PASSAGE SHOWN>

↓

The other examples are Shuai and Wu (2011) who used the DEA method and grey entropy to
evaluate the impact of internet marketing on the performance of Taiwan’s hotels. They
demonstrated the fact that operational efficiency and internet marketing have a direct relationship
with marketing efficiency effects. And Chen Y. and Chen B. (2011) who also exploited a
combination of grey DEA and Malmquist productivity index for evaluating the operational
performance of wafer fabrication industries in Taiwan. They examined efficiencies in the two
modes of efficiency in constant and variable return to scale, and consequently compared the
results. Lastly Le et al. (2014) used grey DEA for measuring the efficiency of the Vietnamese
garment industry.
The authors’ investigations corroborate that no study has been executed in analyzing and ranking
the operations strategy of manufacturing firms using the grey DEA approach. The current research
sought to fill this gap.
Int J Supply Oper Manage (IJSOM)

↑

DATASET ENTRIES>
↓

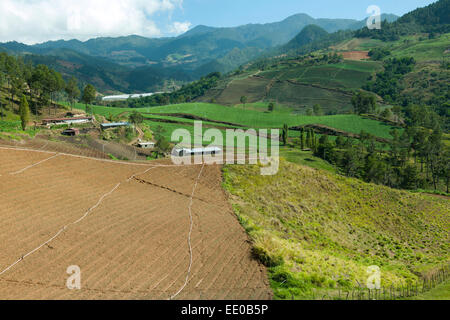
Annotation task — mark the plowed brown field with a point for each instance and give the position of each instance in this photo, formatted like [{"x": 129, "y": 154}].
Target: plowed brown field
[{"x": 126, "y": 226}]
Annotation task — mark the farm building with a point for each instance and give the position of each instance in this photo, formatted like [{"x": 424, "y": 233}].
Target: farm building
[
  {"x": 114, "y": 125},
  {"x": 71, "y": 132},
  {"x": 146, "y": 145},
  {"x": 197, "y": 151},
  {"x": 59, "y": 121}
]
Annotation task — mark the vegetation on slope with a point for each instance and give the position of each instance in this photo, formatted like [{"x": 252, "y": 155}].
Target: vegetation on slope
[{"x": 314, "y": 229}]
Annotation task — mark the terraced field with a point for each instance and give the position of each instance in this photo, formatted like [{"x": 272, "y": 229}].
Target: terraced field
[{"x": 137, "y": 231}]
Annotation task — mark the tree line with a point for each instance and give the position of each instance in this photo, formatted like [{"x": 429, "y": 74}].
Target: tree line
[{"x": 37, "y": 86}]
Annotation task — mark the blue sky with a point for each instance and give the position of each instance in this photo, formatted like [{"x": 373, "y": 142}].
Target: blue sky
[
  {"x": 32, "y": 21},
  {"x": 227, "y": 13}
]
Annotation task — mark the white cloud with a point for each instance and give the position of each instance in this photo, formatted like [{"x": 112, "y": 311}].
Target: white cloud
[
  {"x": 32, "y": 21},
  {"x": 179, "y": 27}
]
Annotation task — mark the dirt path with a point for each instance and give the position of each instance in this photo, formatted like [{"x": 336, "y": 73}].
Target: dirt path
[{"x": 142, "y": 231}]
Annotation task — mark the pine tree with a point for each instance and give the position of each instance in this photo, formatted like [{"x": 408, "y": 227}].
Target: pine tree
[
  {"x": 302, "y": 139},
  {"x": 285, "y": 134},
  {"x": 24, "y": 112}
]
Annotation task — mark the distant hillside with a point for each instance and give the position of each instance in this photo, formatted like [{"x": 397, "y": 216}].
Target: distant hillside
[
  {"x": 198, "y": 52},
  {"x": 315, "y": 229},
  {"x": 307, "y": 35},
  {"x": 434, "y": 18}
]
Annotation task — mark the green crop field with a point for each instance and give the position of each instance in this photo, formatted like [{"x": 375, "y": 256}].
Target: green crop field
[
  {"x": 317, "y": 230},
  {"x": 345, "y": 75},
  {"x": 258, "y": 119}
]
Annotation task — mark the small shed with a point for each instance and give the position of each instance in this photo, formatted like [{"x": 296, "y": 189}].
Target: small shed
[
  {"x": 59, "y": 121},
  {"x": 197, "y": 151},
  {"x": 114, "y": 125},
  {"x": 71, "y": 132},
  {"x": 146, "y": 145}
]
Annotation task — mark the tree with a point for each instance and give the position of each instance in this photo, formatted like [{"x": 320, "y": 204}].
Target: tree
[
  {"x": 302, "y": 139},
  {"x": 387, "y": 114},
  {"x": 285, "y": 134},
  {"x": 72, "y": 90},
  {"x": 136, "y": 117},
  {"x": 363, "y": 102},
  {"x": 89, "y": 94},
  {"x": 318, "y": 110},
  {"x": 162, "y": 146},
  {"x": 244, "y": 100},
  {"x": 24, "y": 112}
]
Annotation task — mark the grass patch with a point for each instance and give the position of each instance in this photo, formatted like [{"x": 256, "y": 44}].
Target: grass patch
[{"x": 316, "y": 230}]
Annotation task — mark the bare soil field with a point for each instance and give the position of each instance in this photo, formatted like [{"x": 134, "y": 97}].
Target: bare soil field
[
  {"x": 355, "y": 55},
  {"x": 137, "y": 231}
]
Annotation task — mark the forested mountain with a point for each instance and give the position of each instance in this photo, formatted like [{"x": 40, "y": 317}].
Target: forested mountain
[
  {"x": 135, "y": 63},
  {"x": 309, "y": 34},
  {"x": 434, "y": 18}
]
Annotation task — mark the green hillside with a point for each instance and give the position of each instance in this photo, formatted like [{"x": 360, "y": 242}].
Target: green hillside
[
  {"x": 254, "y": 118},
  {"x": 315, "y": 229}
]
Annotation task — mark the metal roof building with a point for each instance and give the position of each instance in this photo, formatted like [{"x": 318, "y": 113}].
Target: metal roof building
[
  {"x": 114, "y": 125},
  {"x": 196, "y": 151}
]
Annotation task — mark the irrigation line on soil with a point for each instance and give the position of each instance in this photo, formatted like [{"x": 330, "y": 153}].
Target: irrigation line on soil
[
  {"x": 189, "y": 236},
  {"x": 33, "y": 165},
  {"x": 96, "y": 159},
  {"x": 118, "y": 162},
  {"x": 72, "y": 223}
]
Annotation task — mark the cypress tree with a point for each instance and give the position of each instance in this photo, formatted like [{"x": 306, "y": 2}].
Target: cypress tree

↑

WHAT YOU NEED TO DO>
Answer these questions from the passage on grey DEA studies.
1. Which Taiwanese industries did Chen Y. and Chen B. (2011) evaluate?
2. Which country's garment industry did Le et al. (2014) measure?
3. What do the authors say no study has done using the grey DEA approach?

FULL SOLUTION>
1. Wafer fabrication industries.
2. Vietnam.
3. Analyzed and ranked the operations strategy of manufacturing firms.